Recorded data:
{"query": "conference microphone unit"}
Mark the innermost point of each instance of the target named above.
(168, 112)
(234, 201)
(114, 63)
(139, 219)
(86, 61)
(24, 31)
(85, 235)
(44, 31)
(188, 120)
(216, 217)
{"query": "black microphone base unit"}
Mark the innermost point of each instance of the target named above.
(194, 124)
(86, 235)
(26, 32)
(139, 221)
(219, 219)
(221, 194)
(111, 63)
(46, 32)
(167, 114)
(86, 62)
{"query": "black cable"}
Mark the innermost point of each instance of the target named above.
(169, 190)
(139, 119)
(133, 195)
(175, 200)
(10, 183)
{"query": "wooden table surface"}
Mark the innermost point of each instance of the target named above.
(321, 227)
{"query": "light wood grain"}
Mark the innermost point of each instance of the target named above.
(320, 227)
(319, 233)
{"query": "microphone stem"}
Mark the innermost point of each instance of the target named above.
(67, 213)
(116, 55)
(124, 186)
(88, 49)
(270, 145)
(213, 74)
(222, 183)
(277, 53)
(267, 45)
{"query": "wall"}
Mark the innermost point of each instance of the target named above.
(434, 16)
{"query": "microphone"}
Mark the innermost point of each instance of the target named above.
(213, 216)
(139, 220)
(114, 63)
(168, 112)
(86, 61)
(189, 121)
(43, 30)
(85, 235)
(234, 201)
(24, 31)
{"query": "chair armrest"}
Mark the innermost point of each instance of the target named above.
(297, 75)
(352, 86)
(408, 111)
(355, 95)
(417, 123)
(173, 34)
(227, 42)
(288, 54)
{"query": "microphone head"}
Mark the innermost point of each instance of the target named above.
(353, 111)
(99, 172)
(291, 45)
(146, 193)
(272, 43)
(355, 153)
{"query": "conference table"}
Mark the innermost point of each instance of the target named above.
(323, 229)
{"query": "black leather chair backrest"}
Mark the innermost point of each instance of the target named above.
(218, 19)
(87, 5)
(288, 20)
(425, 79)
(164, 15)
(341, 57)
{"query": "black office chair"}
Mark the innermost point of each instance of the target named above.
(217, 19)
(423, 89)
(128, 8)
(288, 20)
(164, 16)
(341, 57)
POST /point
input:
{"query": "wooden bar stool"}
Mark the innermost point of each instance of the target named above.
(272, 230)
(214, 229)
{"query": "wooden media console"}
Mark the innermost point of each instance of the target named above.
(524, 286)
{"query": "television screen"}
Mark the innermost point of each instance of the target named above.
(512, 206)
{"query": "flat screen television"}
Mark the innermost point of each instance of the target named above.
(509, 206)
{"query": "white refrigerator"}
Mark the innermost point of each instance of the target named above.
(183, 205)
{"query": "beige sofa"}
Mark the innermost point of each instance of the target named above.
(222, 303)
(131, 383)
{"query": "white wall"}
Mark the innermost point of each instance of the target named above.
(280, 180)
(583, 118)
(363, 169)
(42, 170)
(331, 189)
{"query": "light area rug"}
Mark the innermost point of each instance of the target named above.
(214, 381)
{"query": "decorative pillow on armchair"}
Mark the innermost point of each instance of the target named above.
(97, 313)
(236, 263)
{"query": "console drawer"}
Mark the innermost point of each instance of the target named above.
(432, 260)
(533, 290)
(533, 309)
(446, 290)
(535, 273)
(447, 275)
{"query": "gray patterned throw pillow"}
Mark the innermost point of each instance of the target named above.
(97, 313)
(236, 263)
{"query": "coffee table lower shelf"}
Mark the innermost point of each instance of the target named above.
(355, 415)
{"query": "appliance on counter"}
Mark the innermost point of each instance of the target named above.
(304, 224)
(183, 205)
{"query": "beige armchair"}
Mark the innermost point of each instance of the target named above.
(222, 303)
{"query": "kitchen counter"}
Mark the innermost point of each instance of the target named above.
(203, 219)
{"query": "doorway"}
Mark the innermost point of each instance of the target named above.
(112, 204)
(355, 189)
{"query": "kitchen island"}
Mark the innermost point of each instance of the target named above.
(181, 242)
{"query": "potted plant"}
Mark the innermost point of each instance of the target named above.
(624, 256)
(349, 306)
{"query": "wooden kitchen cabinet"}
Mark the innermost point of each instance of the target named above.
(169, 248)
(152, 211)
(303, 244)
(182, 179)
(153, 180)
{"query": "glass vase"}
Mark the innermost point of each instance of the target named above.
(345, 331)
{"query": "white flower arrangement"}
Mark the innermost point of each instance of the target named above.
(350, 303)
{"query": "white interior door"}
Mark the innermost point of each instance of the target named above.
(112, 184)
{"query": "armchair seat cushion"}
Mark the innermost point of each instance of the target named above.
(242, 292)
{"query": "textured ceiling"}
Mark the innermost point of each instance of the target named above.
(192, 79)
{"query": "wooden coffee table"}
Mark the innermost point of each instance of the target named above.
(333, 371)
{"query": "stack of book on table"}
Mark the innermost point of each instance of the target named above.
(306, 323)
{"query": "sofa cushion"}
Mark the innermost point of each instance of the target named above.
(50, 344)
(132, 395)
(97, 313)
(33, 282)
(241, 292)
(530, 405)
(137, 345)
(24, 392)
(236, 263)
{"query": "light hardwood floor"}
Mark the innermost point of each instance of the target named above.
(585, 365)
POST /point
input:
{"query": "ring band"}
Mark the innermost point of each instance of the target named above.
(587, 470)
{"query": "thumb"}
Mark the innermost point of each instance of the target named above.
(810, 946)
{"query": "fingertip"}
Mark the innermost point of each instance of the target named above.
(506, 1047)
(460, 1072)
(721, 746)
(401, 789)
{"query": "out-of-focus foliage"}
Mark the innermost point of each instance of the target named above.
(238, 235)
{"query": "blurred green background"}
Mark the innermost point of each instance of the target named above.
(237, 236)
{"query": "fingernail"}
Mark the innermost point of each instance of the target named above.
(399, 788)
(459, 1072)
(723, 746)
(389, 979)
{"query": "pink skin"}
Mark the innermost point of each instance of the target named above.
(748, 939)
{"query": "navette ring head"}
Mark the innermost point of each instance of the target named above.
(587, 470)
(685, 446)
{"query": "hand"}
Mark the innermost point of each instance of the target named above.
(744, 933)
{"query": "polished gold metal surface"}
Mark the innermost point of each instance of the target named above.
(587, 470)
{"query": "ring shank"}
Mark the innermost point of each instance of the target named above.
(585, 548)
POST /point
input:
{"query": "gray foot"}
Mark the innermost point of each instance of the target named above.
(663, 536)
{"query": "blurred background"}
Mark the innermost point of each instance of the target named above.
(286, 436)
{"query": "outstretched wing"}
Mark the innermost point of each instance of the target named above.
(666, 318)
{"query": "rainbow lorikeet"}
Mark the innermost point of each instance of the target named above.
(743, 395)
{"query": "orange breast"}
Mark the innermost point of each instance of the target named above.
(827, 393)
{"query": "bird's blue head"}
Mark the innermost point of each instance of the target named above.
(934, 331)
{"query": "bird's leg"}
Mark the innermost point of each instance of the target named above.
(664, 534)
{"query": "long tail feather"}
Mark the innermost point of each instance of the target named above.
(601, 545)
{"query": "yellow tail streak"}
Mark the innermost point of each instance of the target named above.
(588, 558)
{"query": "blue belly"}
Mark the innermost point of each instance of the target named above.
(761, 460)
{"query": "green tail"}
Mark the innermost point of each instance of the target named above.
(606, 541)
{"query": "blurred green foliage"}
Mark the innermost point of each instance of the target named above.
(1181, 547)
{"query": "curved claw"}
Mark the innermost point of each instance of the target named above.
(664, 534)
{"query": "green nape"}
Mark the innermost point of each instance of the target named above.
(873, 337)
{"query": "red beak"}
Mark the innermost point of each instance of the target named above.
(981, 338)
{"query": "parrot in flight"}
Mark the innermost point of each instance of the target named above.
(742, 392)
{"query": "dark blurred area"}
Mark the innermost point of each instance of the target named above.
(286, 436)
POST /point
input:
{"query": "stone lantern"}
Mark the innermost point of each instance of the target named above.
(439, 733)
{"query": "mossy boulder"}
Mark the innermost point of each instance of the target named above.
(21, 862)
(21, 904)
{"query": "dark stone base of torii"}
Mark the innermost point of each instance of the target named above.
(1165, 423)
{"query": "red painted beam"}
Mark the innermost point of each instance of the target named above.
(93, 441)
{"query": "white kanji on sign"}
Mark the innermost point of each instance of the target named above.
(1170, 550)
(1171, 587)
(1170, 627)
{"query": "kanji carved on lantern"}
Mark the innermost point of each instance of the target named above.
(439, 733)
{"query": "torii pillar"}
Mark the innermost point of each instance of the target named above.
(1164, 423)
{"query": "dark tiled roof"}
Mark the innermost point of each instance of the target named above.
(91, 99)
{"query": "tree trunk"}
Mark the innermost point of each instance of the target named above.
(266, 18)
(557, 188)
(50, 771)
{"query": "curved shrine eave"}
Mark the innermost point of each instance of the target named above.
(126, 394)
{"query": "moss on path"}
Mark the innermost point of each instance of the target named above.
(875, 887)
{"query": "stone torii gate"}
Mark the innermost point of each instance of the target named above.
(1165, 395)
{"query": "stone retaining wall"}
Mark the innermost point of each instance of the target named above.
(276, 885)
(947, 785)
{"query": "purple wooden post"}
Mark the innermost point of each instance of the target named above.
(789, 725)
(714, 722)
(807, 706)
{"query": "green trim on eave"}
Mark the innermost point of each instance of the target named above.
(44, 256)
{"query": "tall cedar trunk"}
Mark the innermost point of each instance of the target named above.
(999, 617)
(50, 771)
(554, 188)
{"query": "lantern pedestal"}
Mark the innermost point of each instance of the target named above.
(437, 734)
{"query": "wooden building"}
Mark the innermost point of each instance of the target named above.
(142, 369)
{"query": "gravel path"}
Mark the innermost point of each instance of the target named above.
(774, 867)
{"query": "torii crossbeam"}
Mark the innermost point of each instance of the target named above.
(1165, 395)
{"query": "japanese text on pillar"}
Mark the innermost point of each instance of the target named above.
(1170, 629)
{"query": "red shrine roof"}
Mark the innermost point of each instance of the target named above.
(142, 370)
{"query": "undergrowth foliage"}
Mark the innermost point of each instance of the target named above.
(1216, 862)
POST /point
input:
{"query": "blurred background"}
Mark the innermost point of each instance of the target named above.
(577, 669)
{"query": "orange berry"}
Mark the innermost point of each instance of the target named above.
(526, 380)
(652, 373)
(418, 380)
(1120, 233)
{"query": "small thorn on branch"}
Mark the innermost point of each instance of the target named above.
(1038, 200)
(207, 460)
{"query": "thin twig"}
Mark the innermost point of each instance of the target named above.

▶ What you should do
Return every line of the items above that contains the word "pillar", copying each such line in full.

▶ Result of the exercise
{"query": "torii pillar"}
{"query": "japanese text on pillar"}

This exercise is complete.